**Working data**
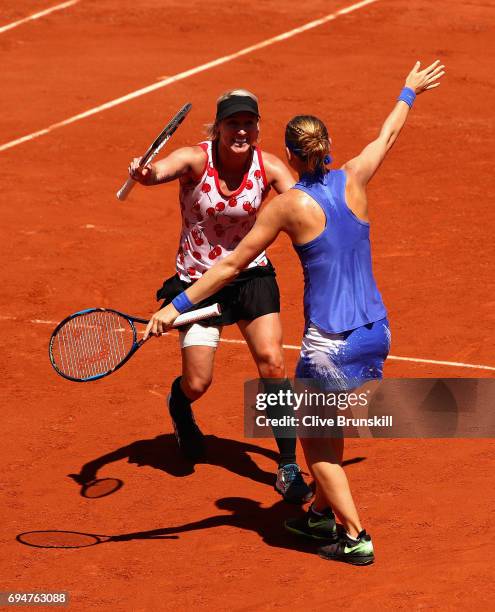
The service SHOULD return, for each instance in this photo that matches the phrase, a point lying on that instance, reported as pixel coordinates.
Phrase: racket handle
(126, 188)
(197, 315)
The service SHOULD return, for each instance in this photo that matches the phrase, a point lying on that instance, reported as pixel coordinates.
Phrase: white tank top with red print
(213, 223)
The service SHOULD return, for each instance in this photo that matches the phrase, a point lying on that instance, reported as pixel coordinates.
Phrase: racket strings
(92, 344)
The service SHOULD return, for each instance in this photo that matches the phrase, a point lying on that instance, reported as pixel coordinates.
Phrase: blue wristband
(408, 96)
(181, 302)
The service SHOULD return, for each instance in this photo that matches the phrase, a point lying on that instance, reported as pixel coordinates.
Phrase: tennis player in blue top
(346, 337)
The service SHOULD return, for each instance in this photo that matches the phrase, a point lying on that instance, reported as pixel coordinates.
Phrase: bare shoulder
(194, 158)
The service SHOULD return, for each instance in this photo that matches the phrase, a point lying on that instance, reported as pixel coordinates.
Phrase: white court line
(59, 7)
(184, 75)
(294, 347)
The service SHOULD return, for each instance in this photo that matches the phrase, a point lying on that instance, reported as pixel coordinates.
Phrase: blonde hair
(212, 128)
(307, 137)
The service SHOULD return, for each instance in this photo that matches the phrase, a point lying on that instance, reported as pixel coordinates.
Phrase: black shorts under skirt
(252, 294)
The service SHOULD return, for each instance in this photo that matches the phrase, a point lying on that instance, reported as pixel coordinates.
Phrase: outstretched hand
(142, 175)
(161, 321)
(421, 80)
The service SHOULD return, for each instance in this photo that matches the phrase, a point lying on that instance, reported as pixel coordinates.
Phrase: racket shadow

* * *

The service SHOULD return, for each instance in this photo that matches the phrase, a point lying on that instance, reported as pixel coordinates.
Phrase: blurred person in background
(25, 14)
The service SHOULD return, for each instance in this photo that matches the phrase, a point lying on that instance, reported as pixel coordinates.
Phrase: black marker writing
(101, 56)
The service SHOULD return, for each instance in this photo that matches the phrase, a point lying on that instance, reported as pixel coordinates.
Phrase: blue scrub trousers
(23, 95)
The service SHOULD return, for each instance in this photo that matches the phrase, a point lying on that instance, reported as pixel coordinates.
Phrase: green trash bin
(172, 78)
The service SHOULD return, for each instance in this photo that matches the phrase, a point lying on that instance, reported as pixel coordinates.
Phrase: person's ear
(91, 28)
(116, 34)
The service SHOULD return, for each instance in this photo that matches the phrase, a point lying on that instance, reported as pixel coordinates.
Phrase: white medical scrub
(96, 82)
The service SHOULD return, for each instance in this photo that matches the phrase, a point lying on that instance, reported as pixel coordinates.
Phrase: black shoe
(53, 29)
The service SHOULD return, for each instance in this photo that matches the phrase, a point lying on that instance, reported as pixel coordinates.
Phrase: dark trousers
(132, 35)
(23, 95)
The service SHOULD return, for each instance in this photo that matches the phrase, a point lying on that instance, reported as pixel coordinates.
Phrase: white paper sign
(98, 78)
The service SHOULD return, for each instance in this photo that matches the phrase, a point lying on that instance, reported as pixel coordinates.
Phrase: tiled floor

* * *

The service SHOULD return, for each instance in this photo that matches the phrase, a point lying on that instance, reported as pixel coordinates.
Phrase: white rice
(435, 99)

**Aim of the task**
Collect every line of the material above that contains the word "trousers", copying each one in full.

**Full solution**
Phrase: blue scrub trousers
Phrase: dark trousers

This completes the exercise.